#### Objective
Once the pictures are set aside, transcribe the remaining data exactly.

#### Data lines
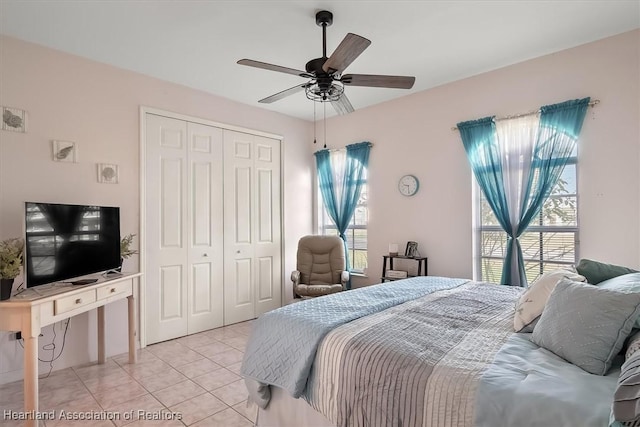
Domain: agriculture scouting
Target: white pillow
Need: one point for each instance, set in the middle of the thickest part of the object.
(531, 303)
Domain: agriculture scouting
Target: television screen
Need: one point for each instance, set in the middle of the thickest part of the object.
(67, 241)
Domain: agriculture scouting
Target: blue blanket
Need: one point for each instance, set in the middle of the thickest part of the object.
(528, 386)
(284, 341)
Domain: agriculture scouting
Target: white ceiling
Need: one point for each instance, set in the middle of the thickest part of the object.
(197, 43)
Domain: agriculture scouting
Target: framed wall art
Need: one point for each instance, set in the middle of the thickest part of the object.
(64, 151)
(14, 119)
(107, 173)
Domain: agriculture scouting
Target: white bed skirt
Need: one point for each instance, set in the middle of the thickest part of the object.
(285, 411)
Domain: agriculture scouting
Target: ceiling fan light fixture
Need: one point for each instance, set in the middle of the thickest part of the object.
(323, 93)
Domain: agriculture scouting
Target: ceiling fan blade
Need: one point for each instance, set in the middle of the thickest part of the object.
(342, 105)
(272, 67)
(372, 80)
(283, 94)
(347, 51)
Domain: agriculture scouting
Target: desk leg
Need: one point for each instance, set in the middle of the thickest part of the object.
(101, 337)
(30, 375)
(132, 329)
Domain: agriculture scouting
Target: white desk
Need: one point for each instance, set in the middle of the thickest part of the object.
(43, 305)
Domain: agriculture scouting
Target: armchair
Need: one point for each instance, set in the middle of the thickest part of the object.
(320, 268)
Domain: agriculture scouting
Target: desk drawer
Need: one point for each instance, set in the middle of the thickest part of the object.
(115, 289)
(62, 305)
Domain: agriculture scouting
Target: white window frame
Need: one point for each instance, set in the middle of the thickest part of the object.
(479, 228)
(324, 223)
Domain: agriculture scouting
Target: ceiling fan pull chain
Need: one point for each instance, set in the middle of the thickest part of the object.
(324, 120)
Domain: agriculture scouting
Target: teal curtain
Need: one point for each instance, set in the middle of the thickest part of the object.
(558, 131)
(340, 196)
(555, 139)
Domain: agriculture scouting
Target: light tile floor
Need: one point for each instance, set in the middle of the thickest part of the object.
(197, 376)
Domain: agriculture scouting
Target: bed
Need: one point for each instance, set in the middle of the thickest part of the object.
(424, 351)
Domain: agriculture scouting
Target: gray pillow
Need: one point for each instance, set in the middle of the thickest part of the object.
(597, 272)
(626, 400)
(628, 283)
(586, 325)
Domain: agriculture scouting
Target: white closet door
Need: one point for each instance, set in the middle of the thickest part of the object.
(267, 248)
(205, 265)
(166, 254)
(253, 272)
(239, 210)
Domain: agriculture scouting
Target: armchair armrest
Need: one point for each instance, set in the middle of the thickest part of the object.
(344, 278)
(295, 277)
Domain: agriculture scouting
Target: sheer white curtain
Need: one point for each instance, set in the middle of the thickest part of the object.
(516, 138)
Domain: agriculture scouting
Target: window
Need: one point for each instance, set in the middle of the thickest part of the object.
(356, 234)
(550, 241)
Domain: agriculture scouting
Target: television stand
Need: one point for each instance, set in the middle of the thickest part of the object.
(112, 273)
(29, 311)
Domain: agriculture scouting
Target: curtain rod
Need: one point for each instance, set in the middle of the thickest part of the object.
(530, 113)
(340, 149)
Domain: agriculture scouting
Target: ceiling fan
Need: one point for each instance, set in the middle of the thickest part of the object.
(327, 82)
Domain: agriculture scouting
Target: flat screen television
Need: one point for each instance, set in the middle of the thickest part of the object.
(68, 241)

#### Full solution
Domain: agriculture scouting
Target: white pillow
Need: one point for each instance, set in the middle of the thickest part of the object.
(531, 303)
Domain: agriculture scouting
Target: television screen
Need: one point for each instance, set in the middle of the thickest part of the object.
(67, 241)
Domain: agriculture scouting
Target: blue blanket
Need: one point for each instance, set in the middle of the thickest part of the object.
(528, 386)
(284, 341)
Domain: agriculture scouting
Target: white ceiling
Need: one point for each instance, set in the middle of the thickest part of the object.
(197, 43)
Domain: agriculture scouting
Target: framed wall art
Need: one point for each instance, set in the middle of the thickest part of the object.
(64, 151)
(14, 119)
(107, 173)
Domain: agriculture scouting
Target: white bed skirt
Need: one point for each instance, set in the middle of the thickest part of the object.
(285, 411)
Domain: agriculture scouting
Target: ceiling fan light fixture
Need: one point for each instance, set in the middle of the thickest part of the object.
(323, 93)
Domain: agriculture scouting
Target: ceiling fan blade
Need: one point for each instance, set in the middle of the thickest part of the object.
(342, 105)
(272, 67)
(372, 80)
(283, 94)
(347, 51)
Domain: agriculture scouting
Target: desk leg
Need: one point for each instance, set in the middle of the thickest part of the object.
(101, 337)
(30, 375)
(132, 329)
Domain: agriculture scouting
Target: white desk
Need: one point for each instance, set in the middle of the thickest part of the object.
(43, 305)
Domain: agriculture scouting
Target: armchair
Need: one point for each instance, set in the middle of the thickest part of the object.
(320, 268)
Domain: agriculture scouting
Target: desk drawer
Need: one point for each instance, set in the middle of the thickest part of the object.
(115, 289)
(62, 305)
Domain: agriculture scouting
Target: white window frame
Need: one point for each instance, set in the middle of the thickest part of the object.
(479, 228)
(324, 223)
Domain: agriculture scouting
Target: ceiling fan pull chain
Need: one point for each instance, set in the middle of the thickest part of the object.
(324, 120)
Domain: agriculture scouting
Target: teal curtain
Need: one point for each instance, set in the middle of the thickest part of the object.
(558, 131)
(340, 196)
(555, 139)
Domain: agriculture scouting
Target: light tile floor
Need: one point for each instance, set in the middle of the thickest part of the object.
(197, 376)
Domain: agriculture scouting
Target: bed
Need: one point for each instance, set in the middle of the thickest part of the object.
(424, 351)
Domain: agriculture scouting
Target: gray pillow
Need: one point for each instance, set in the middle of the thickest part of the object.
(597, 272)
(626, 400)
(628, 283)
(586, 325)
Domain: agriculture scouting
Target: white closet door
Need: one point for each instance, set in the middle of the thickest part of the object.
(267, 248)
(205, 265)
(166, 254)
(253, 272)
(239, 210)
Domain: agriculture scouting
Target: armchair armrest
Need: one point for each instance, set in the middle of the thickest part of the object.
(344, 278)
(295, 277)
Domain: agriculture scouting
Target: sheer white curtain
Need: one point for each instance, set in the middle of the thickest part of the object.
(516, 138)
Domain: agriculture scouting
Target: window
Need: one point for each instance, set in the middle of the thickest part of the object.
(356, 234)
(550, 241)
Domain: agriculture scouting
Target: television stand
Need: one point for each instance, set in the middle of the thickest part of the object.
(112, 273)
(29, 311)
Domain: agriculture scouting
Target: curtain rod
Need: one point for each instance, set in the middle of the thickest part of the object.
(530, 113)
(340, 149)
Domain: agriculture scouting
Target: ceiling fan
Need: one point for each instance, set in the middle of the thickest part of the object.
(327, 82)
Domain: agriculture scouting
Target: flat screen television
Need: one point for each instance, set in the middle of the thickest part of the object.
(68, 241)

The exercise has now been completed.